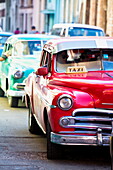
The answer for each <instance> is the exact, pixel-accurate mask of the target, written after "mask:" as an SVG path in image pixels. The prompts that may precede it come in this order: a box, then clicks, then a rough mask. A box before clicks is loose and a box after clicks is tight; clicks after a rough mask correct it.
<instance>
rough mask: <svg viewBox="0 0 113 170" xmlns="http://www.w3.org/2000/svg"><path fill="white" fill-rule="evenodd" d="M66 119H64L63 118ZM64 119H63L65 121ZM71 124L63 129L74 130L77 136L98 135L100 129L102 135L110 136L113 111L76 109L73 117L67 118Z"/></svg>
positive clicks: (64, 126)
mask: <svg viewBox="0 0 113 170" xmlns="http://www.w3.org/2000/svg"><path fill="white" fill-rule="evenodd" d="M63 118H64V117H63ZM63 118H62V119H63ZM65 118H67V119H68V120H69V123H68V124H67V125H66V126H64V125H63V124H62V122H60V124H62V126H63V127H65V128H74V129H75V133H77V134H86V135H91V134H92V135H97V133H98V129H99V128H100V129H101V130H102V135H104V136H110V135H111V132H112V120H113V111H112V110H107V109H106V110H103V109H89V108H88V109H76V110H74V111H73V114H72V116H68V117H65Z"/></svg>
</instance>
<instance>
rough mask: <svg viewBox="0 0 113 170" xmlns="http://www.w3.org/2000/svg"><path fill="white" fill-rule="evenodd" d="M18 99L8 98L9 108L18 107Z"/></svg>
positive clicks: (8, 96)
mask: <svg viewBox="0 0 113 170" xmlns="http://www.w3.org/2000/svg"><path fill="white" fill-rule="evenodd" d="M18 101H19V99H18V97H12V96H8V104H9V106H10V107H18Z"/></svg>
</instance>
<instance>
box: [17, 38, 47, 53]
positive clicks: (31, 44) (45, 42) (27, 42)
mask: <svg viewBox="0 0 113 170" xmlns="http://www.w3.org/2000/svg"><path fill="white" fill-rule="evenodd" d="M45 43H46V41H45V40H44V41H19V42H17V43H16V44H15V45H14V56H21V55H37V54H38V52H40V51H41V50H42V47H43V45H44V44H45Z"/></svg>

→ **PROBLEM STATEMENT**
Pick out every line in the records that contains the string "positive". Matching is case-sensitive.

→ **RESPONSE AREA**
positive clicks: (64, 126)
positive clicks: (8, 96)
positive clicks: (31, 44) (45, 42) (27, 42)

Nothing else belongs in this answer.